**Problem details:**
Reproduce verbatim the portion of the entries below that begins with the line containing "like point(28, 58)." and ends with the line containing "point(19, 13)", including both of those lines.

═════ Input ═════

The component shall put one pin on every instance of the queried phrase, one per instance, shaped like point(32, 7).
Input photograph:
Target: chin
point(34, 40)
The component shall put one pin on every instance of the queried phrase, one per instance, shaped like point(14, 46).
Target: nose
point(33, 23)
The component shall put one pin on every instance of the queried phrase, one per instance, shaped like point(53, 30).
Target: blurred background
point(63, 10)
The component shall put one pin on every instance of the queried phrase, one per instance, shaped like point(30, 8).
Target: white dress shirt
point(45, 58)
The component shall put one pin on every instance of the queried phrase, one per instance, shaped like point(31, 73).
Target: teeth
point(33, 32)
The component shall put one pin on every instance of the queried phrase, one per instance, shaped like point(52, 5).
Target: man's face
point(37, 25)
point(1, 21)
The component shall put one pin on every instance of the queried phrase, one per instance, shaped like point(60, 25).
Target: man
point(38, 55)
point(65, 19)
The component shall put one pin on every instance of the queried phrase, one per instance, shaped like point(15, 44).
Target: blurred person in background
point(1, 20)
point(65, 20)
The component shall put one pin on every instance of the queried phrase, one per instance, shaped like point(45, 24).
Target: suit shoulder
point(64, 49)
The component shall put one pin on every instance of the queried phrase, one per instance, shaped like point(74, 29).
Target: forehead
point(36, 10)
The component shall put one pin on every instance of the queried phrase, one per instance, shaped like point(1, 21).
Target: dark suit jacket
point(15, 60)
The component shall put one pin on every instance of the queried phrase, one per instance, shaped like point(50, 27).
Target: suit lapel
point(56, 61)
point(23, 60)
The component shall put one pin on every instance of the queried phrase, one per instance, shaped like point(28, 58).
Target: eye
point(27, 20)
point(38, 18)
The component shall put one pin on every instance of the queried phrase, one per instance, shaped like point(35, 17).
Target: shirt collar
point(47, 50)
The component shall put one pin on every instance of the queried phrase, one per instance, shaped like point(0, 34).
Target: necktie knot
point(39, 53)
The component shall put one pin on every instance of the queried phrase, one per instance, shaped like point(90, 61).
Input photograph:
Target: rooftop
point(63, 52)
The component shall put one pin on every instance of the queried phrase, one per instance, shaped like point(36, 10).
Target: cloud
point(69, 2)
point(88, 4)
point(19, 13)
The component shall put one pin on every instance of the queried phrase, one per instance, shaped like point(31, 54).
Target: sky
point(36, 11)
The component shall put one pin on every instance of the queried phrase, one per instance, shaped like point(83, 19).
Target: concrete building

═════

**Response for this exercise:**
The component shall put one pin on every instance of the queried phrase, one per instance, shaped like point(28, 58).
Target: eye
point(27, 20)
point(38, 18)
The component shall put one pin on every instance of the queried phrase, one per instance, shaped like point(35, 17).
Target: shirt collar
point(47, 50)
The component shall put one pin on every instance of the queried phrase, one per instance, shaped like point(0, 34).
Target: necktie knot
point(39, 53)
The component shall put one pin on every instance of the queried phrase, one per instance, shaped like point(90, 61).
Input photograph:
Target: rooftop
point(63, 52)
The component shall put one pin on every instance of the queried phrase, one per instance, shaped like point(36, 10).
Target: cloud
point(69, 2)
point(88, 4)
point(19, 13)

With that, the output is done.